Replace "identify" with "locate" wherever it occurs in the records below, and copy everything else unchanged.

----------

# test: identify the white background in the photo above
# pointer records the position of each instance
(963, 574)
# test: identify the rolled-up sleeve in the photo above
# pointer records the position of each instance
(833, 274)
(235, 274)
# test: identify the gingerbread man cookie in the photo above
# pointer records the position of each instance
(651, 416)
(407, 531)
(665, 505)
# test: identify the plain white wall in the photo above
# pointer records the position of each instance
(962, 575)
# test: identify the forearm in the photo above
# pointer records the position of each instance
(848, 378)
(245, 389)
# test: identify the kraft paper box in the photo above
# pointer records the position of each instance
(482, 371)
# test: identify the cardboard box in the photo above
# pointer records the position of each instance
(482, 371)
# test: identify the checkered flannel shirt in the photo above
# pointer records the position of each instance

----------

* [EXERCISE ANSWER]:
# test: locate the white background in the photo above
# pointer records the position of each instance
(963, 574)
# test: locate the rolled-up sleeve in the photo above
# pointer records the position of each instance
(833, 274)
(235, 274)
# test: locate the gingerbread man cookie in the photo above
# pointer records the position of each instance
(651, 416)
(407, 531)
(665, 505)
# test: locate the plain white wall in the photo above
# pointer records the position of each instance
(962, 575)
# test: locate the forearm in the photo above
# pointer records the position of each instance
(848, 378)
(245, 389)
# test: locate the kraft paper box in the photo above
# pointer records the position of each instance
(482, 371)
# test: locate the cardboard box in the photo above
# pointer records the position of each instance
(482, 371)
# test: locate the checkered flannel shirt in the photo above
# pointer records the position of each instance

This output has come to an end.